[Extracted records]
· · · · · · ·
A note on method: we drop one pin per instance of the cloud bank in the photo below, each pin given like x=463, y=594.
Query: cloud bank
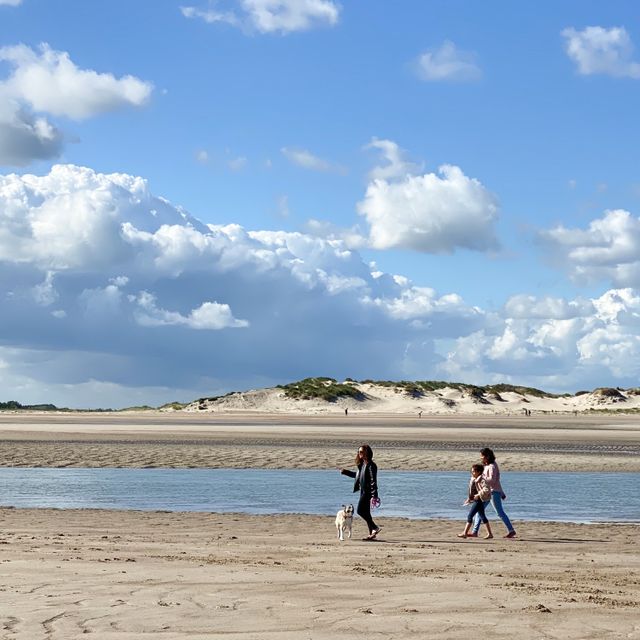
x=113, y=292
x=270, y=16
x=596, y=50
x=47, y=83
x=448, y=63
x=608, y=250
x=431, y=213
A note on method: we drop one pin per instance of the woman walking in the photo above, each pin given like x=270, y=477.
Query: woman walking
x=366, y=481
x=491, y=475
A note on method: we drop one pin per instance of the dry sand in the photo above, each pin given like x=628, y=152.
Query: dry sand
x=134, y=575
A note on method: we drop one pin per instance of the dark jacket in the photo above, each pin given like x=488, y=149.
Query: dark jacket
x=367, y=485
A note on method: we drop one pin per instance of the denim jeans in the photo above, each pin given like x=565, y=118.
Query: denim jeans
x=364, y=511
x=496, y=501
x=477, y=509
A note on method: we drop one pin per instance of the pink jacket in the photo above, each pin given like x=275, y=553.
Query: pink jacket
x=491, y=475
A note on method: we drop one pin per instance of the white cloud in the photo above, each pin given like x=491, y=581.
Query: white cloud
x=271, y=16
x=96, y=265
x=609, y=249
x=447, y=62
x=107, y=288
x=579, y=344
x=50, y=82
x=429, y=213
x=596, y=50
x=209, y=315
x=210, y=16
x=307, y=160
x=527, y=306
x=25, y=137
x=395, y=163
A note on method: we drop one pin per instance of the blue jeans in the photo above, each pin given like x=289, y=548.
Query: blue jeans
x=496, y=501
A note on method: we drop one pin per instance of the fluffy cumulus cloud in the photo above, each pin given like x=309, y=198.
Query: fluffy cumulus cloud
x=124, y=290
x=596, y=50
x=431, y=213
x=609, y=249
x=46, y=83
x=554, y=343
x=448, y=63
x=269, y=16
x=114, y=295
· · · · · · ·
GIVEN INSTRUCTION — Render every line of the items above as a numbered list, skipping blank lines. Leave the pictures out of your answer.

EXERCISE ANSWER —
1. A note on method: we drop one pin per instance of the cloud bank in the photo below, each pin given like x=463, y=594.
2. Query: cloud bank
3. x=113, y=292
4. x=270, y=16
5. x=596, y=50
6. x=47, y=83
7. x=448, y=63
8. x=608, y=250
9. x=431, y=213
10. A note on method: we drop one pin per instance of the woman walking in the photo above, each pin given like x=270, y=477.
11. Query: woman walking
12. x=366, y=481
13. x=491, y=475
14. A note on method: we drop one pin per instance of the dry sand in the photo above, each pin given like x=628, y=152.
15. Query: dry sand
16. x=134, y=575
17. A note on method: we drop one pin per instance of the dark jacket in the photo above, each pin given like x=488, y=149.
18. Query: dark jacket
19. x=367, y=485
20. A note on method: we drop one pin per instance of the denim jeans in the photo above, each pin given like x=565, y=118.
21. Query: denim jeans
22. x=364, y=511
23. x=496, y=501
24. x=477, y=509
25. A note on method: we drop one pin per instance of the pink jacket in the photo above, each pin given like x=275, y=553.
26. Query: pink jacket
27. x=491, y=475
28. A note on method: we drop one pin per instance of the white cloud in the photo above, each pin given like x=491, y=581.
29. Query: white cloud
30. x=271, y=16
31. x=96, y=265
32. x=609, y=249
33. x=447, y=62
34. x=107, y=288
35. x=579, y=344
36. x=50, y=82
37. x=429, y=213
38. x=596, y=50
39. x=209, y=315
40. x=210, y=16
41. x=307, y=160
42. x=527, y=306
43. x=25, y=137
44. x=395, y=163
45. A note on method: we drop one pin per instance of the blue jeans in the photo above, each pin given like x=289, y=548.
46. Query: blue jeans
47. x=496, y=501
48. A note on method: we drop one pin per instance of the fluffy cumulus cloud in the photo above, each pin given like x=309, y=198.
49. Query: fluffy cumulus cloud
50. x=124, y=290
51. x=596, y=50
52. x=431, y=213
53. x=609, y=249
54. x=46, y=83
55. x=554, y=343
56. x=448, y=63
57. x=269, y=16
58. x=114, y=295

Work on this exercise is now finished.